PROMPT
Exactly repeat the line that contains "locate window view", then every line after it up to and including the final line.

[Start of ITEMS]

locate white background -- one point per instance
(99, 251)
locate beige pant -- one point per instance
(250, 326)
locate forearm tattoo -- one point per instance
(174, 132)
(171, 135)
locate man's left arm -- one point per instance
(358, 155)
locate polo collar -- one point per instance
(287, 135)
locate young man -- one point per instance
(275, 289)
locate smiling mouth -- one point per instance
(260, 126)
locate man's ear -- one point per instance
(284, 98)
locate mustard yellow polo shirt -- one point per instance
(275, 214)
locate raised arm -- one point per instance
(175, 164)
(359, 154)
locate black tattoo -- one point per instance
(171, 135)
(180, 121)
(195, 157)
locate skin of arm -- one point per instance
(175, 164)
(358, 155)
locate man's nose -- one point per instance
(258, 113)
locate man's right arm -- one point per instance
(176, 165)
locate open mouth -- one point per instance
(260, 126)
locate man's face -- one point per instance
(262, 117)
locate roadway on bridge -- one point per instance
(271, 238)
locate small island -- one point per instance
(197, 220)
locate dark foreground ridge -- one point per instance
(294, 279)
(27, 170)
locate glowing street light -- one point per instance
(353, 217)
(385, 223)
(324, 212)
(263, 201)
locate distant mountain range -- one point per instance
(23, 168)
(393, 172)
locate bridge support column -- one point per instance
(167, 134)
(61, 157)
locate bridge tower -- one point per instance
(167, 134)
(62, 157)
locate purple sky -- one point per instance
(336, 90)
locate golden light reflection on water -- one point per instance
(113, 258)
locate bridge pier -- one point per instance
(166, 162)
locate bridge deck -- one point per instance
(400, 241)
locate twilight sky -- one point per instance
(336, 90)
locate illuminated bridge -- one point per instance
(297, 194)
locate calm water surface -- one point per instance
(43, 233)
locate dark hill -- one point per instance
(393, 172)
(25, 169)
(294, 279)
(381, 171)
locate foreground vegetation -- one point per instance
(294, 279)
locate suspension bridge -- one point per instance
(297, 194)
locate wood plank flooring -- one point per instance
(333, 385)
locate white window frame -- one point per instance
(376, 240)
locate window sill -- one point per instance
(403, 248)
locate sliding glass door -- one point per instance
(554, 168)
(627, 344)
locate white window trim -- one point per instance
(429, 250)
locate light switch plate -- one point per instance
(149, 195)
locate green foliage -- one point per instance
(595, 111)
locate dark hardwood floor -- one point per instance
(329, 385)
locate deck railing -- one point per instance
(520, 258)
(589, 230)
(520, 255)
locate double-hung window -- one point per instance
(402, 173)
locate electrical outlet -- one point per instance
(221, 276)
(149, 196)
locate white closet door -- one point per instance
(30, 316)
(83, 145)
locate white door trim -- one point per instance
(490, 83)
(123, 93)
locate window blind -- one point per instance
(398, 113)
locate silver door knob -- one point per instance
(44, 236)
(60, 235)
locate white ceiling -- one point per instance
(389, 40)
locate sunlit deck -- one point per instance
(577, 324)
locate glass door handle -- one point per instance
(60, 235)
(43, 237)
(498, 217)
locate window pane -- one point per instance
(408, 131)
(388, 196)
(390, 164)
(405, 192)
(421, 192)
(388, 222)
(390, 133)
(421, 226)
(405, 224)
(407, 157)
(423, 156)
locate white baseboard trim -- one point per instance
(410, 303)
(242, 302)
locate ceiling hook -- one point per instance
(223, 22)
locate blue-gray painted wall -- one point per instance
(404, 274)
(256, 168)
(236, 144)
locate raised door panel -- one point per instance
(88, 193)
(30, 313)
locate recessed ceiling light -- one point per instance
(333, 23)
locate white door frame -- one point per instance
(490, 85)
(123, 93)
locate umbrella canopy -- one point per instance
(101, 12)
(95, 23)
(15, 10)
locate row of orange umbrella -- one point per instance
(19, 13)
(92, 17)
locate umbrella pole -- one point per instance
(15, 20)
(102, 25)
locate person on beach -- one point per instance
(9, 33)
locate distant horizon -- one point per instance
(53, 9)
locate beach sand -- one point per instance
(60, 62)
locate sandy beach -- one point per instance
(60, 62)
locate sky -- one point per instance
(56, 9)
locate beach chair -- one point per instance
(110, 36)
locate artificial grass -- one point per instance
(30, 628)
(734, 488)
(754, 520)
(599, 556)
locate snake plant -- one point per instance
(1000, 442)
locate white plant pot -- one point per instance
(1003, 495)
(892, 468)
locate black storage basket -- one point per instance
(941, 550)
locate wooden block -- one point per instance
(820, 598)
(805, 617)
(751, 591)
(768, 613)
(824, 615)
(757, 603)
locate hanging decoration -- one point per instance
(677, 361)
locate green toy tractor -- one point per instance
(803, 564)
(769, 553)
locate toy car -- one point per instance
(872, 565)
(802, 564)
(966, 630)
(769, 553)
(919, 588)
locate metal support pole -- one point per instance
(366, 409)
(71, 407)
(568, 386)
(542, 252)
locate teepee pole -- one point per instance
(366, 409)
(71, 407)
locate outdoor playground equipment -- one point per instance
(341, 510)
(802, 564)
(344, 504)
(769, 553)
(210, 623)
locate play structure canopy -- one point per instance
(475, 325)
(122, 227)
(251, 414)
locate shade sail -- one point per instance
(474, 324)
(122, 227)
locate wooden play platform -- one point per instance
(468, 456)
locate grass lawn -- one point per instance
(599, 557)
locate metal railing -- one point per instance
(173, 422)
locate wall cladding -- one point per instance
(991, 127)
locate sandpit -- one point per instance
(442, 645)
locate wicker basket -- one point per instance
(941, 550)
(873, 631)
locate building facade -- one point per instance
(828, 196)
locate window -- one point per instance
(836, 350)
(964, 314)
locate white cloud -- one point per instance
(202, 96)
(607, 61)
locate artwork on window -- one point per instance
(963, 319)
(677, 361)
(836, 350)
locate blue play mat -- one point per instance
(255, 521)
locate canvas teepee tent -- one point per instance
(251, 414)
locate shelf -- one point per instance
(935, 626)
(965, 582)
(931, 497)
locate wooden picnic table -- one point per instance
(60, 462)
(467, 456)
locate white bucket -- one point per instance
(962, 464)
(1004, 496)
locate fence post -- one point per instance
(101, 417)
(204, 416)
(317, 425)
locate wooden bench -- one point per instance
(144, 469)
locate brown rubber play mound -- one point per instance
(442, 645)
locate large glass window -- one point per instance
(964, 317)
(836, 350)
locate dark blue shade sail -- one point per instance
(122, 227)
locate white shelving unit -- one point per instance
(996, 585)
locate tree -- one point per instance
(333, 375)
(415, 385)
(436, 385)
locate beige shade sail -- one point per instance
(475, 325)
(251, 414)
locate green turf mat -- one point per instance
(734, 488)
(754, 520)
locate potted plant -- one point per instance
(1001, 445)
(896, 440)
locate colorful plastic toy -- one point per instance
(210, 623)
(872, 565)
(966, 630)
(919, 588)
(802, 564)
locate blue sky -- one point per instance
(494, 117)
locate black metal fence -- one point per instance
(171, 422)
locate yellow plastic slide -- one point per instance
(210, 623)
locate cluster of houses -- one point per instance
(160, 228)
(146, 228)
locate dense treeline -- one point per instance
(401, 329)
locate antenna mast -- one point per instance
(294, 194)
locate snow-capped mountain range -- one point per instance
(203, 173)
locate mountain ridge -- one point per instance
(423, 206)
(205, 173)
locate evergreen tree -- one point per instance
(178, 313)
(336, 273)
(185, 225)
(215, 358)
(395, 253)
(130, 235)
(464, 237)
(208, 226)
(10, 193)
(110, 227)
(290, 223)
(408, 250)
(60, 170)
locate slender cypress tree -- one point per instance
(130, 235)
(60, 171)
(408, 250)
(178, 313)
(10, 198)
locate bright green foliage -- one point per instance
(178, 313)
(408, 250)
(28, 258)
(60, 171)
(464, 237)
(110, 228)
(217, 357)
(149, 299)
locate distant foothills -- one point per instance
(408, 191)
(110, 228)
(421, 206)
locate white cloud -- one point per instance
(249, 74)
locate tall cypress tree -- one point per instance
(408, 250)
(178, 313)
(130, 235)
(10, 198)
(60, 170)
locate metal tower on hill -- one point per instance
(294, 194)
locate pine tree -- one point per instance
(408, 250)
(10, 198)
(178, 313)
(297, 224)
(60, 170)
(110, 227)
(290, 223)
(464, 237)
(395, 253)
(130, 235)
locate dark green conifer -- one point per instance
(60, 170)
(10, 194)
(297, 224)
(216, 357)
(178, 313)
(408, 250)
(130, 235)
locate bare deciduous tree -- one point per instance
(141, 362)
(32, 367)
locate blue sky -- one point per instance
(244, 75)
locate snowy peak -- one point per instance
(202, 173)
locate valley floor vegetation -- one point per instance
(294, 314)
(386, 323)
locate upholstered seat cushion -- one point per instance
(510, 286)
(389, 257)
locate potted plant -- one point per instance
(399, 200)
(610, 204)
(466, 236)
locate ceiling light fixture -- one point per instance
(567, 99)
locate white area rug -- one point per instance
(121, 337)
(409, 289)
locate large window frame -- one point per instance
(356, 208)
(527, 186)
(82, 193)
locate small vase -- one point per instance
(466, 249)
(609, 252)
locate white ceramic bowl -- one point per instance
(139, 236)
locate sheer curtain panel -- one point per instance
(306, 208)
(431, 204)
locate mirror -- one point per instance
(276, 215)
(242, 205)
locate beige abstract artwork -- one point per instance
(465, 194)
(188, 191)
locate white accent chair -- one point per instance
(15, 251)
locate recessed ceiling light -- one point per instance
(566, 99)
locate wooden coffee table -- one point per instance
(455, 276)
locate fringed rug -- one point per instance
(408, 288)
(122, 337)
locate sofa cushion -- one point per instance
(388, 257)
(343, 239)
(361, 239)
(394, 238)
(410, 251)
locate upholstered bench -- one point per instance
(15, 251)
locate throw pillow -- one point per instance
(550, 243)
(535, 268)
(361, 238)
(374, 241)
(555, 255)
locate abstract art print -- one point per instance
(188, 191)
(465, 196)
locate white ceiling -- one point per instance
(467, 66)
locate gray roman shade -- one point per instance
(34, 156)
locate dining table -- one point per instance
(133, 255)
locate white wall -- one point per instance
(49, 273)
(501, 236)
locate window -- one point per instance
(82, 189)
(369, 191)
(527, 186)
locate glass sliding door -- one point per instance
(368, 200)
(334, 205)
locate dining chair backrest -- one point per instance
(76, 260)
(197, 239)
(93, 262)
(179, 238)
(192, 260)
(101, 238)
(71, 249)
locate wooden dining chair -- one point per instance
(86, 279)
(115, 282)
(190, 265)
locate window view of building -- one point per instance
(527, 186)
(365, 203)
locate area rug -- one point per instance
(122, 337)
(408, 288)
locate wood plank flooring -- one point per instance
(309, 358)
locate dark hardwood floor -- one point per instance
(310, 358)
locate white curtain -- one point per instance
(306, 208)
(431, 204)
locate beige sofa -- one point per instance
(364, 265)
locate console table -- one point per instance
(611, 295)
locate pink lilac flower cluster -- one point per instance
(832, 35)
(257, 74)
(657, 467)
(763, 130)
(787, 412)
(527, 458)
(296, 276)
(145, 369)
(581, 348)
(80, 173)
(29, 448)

[End of ITEMS]

ANSWER TO THIS PROBLEM
locate window view of building -- one point per instance
(527, 186)
(365, 203)
locate area rug -- one point per instance
(122, 337)
(408, 288)
locate wood plank flooring -- one point per instance
(309, 358)
locate dark hardwood floor -- one point per instance
(310, 358)
locate white curtain -- one point per instance
(306, 208)
(431, 204)
locate beige sofa -- one point per instance
(364, 265)
locate console table -- one point per instance
(611, 295)
locate pink lilac flower cluster -- one point per instance
(832, 35)
(257, 74)
(657, 467)
(763, 130)
(787, 412)
(527, 458)
(296, 276)
(145, 369)
(581, 348)
(80, 173)
(29, 448)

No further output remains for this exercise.